Tarefas propostas:
(a) Traduza para o inglês esta frase do texto sobre o protesto do #Foramicarla: "O momento era propício: a prefeita abriria os trabalhos na casa legislativa com um discurso."
(b) Dê continuidade ao texto sobre o protesto do #Foramicarla a partir do ponto em que ele termina.

Texto fornecido:
========================================================================
Rio Grande do Norte, domingo, 28 de abril de 2024

Carta Potiguar - uma alternativa crítica

publicado em 16 de fevereiro de 2012

#Foramicarla, sentimento de rebanho e uma nota sobre seu enfraquecimento político

postado por Daniel Menezes

O #Foramicarla se reuniu em frente à Câmara Municipal do Natal no dia de ontem, mais uma vez, para protestar contra a péssima administração de Micarla de Sousa e contra os vereadores que dão sustentação à gestão verde. O momento era propício: a prefeita abriria os trabalhos na casa legislativa com um discurso.

A “metodologia” empregada para mobilizar todos aqueles que estão insatisfeitos com os desmandos da borboleta foi a mesma utilizada nas bem sucedidas manifestações anteriores. Os interessados diretos e simpáticos ao movimento fizeram uso do twitter, facebook e contataram suas redes pessoais e institucionais.

No entanto, o que se viu, seguindo a tendência dos últimos protestos, foi uma manifestação esvaziada. Segundo as pessoas que lá estiveram, cerca de 30 a 50 pessoas se faziam presentes. Quorum bastante distante dos milhares de sujeitos que engrossaram as fileiras das primeiras contestações.
========================================================================
Dados fornecidos:
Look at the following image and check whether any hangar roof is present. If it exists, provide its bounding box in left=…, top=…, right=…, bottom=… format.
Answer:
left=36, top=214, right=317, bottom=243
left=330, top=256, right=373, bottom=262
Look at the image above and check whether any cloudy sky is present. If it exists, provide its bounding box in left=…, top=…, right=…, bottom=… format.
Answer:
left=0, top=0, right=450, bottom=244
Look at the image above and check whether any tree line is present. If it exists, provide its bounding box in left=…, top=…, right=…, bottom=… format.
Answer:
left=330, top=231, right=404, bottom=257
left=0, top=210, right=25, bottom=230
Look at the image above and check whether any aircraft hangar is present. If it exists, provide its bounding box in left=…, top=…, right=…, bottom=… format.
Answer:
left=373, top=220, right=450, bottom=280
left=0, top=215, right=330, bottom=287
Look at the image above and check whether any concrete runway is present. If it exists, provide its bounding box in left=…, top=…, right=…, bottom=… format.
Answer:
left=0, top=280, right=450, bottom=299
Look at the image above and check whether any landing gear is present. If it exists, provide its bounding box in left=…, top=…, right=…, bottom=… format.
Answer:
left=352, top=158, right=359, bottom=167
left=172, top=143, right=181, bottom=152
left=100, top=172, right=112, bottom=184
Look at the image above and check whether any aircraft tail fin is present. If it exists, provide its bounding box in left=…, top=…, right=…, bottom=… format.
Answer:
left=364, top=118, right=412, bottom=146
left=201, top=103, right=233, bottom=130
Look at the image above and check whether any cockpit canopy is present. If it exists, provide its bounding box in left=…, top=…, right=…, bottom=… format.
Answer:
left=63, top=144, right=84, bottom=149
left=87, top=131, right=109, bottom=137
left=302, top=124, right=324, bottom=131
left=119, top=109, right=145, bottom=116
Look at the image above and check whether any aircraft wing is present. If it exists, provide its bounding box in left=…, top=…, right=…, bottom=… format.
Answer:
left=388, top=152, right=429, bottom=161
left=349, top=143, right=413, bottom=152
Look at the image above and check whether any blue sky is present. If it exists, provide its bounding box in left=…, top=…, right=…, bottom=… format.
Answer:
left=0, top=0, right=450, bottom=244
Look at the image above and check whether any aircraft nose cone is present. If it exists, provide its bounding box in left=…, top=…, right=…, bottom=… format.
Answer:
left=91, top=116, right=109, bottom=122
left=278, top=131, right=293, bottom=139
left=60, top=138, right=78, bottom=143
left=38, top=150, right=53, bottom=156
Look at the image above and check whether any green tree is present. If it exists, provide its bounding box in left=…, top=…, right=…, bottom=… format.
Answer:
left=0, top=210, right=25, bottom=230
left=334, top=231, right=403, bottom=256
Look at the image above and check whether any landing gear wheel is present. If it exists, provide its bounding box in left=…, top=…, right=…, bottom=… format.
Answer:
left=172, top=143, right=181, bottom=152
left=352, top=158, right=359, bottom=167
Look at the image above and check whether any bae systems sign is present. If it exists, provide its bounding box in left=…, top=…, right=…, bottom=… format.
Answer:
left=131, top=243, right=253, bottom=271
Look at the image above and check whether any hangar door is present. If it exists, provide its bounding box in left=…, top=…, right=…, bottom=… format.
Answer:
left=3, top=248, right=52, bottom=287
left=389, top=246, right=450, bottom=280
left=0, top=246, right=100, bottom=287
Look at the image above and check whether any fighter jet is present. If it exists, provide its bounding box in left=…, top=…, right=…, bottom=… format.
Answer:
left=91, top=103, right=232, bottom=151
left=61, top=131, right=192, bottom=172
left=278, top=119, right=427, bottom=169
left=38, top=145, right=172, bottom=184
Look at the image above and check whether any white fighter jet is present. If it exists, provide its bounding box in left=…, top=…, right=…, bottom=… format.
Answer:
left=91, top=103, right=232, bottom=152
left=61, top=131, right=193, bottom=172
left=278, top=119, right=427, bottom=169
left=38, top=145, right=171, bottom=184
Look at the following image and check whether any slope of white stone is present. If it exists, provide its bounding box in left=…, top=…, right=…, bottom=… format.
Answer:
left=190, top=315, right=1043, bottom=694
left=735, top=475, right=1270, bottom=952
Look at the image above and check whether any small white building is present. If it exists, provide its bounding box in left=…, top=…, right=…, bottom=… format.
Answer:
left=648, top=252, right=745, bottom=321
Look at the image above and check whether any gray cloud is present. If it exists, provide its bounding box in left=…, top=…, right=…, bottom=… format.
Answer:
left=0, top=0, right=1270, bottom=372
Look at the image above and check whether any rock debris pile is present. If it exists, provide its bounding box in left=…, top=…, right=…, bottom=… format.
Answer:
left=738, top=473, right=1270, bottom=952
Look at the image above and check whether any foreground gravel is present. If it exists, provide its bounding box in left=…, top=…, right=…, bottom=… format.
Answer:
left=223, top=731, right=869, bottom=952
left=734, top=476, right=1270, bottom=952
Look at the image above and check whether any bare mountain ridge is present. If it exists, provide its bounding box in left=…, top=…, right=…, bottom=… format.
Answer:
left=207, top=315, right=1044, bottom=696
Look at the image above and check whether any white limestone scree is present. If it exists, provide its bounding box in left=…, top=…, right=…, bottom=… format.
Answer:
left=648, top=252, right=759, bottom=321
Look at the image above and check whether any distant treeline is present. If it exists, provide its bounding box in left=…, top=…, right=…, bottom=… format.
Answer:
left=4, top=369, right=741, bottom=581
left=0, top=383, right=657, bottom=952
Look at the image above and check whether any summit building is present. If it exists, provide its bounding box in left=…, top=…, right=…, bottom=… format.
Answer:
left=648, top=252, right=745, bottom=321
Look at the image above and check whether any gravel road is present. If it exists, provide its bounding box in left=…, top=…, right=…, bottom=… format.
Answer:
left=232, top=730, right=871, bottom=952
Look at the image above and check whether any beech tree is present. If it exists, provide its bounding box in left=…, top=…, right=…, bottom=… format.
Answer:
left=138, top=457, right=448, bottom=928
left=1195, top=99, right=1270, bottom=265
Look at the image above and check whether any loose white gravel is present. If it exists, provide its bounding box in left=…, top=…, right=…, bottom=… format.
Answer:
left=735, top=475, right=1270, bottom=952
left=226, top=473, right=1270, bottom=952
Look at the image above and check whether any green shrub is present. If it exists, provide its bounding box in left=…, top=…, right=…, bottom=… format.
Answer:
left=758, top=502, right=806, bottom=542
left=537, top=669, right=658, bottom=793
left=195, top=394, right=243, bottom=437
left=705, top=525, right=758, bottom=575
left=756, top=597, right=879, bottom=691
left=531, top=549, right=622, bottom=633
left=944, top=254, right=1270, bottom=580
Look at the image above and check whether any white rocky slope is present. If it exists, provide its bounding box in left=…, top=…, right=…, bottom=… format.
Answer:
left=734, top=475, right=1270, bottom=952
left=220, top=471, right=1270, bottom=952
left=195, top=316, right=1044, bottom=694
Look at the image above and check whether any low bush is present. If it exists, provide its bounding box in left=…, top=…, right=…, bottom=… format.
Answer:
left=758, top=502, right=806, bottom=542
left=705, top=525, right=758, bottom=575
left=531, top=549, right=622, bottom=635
========================================================================
Respostas esperadas:
(a) The moment was opportune: the mayor would open the proceedings in the legislative chamber with a speech.

(b)
O que tornou possível tamanha mudança de percurso no desenvolvimento do #Foramicarla em relativo pequeno espaço de tempo? Porque os cidadãos se desmotivaram e deixaram de participar deste movimento? A insatisfação popular não diminuiu, pois pesquisas de opinião apontam para um crescimento da reprovação da prefeita, principal alvo das críticas. Os vereadores, que poderiam apaziguar a situação, na verdade e seguindo a total falta de traquejo de alguns parlamentares com os movimentos sociais, apagaram o protesto com gasolina: a bancada de Micarla de Sousa organizou uma “operação abafa” da #Ceidoscontratos, principal reivindicação dos manifestantes junto a CMN. Ainda assim, ao invés de inflamar o sentimento de revolta, o movimento #Foramicarla seguiu murchando, se esvaindo.

Qual a razão? É possível, ao meu ver, apontar o modo como alguns grupos políticos tentaram se apropriar do movimento como UM (não O único) dos aspectos importantes para a perda de musculatura do #Foramicarla.

Ainda que seja crível apontar alguns integrantes e instituições, que desde o início contribuíram para a organização dos protestos, parte significativa dos manifestantes participaram das contestações sem nenhuma motivação partidária direta. Não existia o sentimento da grande maioria de substituir Micarla de Sousa por um outro nome específico. A luta era contra, pura e simplesmente, o status quo.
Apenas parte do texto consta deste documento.